» Written instruction
Rewrite all of the following material with every "instance" changed to "occurrence", keeping everything else the same.

» Data supplied

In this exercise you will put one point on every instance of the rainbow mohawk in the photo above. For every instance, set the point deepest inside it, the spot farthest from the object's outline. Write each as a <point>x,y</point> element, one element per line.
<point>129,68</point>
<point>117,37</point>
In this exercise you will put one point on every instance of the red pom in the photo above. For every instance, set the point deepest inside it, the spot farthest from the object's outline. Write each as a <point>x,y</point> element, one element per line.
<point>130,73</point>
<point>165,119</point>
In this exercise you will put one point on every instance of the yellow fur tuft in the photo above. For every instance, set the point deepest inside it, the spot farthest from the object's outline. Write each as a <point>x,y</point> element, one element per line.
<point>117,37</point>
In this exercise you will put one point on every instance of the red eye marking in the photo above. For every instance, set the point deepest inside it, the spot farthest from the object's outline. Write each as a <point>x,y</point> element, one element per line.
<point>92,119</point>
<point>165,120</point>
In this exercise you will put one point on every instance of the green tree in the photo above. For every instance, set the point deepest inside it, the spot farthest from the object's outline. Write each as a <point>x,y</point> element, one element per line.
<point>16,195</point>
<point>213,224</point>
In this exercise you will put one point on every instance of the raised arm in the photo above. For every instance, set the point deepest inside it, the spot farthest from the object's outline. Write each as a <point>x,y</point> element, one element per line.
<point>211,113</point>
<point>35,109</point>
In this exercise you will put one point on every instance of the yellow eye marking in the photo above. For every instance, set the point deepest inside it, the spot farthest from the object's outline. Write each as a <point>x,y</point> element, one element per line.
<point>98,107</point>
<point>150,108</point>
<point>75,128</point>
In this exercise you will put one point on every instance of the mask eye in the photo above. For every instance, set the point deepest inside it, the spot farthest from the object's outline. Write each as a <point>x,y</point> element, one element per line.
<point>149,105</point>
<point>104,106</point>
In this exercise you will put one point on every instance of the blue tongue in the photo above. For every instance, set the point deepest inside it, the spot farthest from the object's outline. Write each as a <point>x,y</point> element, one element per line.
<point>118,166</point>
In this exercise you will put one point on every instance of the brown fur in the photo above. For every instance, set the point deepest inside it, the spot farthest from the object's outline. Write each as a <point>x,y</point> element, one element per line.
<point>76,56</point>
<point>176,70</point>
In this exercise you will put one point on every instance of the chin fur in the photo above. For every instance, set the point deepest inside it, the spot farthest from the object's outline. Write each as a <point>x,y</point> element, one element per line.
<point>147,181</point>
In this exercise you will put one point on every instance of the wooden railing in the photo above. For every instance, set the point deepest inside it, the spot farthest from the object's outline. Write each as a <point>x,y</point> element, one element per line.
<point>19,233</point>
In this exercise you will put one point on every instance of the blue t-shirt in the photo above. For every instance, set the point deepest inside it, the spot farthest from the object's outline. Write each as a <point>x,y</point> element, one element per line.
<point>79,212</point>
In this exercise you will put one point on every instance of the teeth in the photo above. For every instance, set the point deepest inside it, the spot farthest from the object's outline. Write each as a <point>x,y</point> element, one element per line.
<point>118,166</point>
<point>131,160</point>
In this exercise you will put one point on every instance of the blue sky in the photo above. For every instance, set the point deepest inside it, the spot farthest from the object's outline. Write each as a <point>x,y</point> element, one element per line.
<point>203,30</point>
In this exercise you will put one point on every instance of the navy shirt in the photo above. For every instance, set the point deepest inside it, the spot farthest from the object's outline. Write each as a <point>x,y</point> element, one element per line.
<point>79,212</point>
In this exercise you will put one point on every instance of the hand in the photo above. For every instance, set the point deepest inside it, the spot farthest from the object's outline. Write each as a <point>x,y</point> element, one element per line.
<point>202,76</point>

» Solved problem
In this exercise you will put one point on every occurrence of the rainbow mohawk in the photo above. For every occurrence, set the point deepest inside it, the spot farthest from the object's outline. Write each as a <point>x,y</point> element, one element per line.
<point>129,68</point>
<point>117,37</point>
In this exercise you will put one point on every occurrence of the red pom in the photo above. For every occurrence, set the point deepest inside it, the spot farthest from the object's outline. Write each as a <point>x,y</point> element, one element per line.
<point>130,73</point>
<point>165,119</point>
In this exercise you will put one point on every occurrence of the yellow fur tuft in the photo above. For every occurrence, set the point deepest inside it, the spot farthest from the object's outline. Write each as a <point>x,y</point> element, one element per line.
<point>117,37</point>
In this exercise you will put one point on every occurrence of the red eye marking in the photo above. For every occurrence, set the point deepest inside it, the spot farthest from the object's outline. Write each as a <point>x,y</point> element, one element per line.
<point>92,119</point>
<point>165,120</point>
In this exercise you will put one point on every occurrence of the green tree in the photo above. For every occurrence, set the point deepest inside it, the spot farthest from the object's outline. Write each as a <point>x,y</point> element, one element per line.
<point>16,195</point>
<point>213,224</point>
In this exercise you will put one point on every occurrence of the raised arm in the photo above. For every occurrence, set the point deepest inside it, the spot farthest from the object's outline. Write each as a <point>x,y</point> element, one element per line.
<point>211,113</point>
<point>35,109</point>
In this exercise you will put one point on every occurrence of the yellow eye marking in the photo above. For every occurrence, set the point deepest inside it, the spot farthest from the object's outline. Write each as a <point>x,y</point> element, one element per line.
<point>98,107</point>
<point>150,108</point>
<point>75,128</point>
In this exercise you will put one point on every occurrence of the mask eye in the photo above. For every occurrence, set the point deepest inside it, the spot farthest from the object's outline. Write each as a <point>x,y</point> element, one element per line.
<point>149,105</point>
<point>104,106</point>
In this exercise you will put one point on every occurrence of the blue tongue in the photo above. For every occurrence, set the point deepest inside it, the spot farthest from the object's outline. Write each as a <point>x,y</point> element, one element per line.
<point>118,166</point>
In this exercise you will put one point on every occurrence of the brown fur in the photo above. For every occurrence, set the point deepest inside it, the spot farthest from the object's outline. Write each as a <point>x,y</point> element, one element per line.
<point>76,56</point>
<point>176,70</point>
In this exercise you will put one point on every occurrence of the chin fur in the photo above. For every occurrence, set the point deepest inside it, the spot farthest from the object's outline. Write each as a <point>x,y</point> element, one element per line.
<point>147,181</point>
In this exercise you will put one point on every occurrence of the wooden railing in the photo above. For every occurrence, set the point deepest inside it, the spot farthest from the object's outline. Write each as a <point>x,y</point> element, one element per line.
<point>19,233</point>
In this exercise you will put one point on every occurrence of the blue t-shirt in the photo above. For every occurrence, set the point deepest inside it, the spot farthest from the object's outline. Write each as a <point>x,y</point> element, one element per line.
<point>79,212</point>
In this exercise you will put one point on every occurrence of the teeth in the photo above. For every occurrence, set the point deepest inside it, the spot farthest from the object's outline. Write each as a <point>x,y</point> element, one element per line.
<point>118,166</point>
<point>131,160</point>
In this exercise you will put one point on every occurrence of the blue sky in the photo above. For every occurrence, set the point deepest inside it, the spot farthest from the object's outline. Write each as a <point>x,y</point> element, one element per line.
<point>203,30</point>
In this exercise you will put one point on every occurrence of the navy shirt in the photo above. For every occurrence, set the point deepest inside it, the spot farthest from the object's outline. Write each as a <point>x,y</point> element, one element per line.
<point>79,212</point>
In this exercise you will put one point on every occurrence of the hand in the photo above. For every occurrence, set the point deepest inside it, the spot farthest from the object's outline. Write each as a <point>x,y</point> element, one element per line.
<point>202,76</point>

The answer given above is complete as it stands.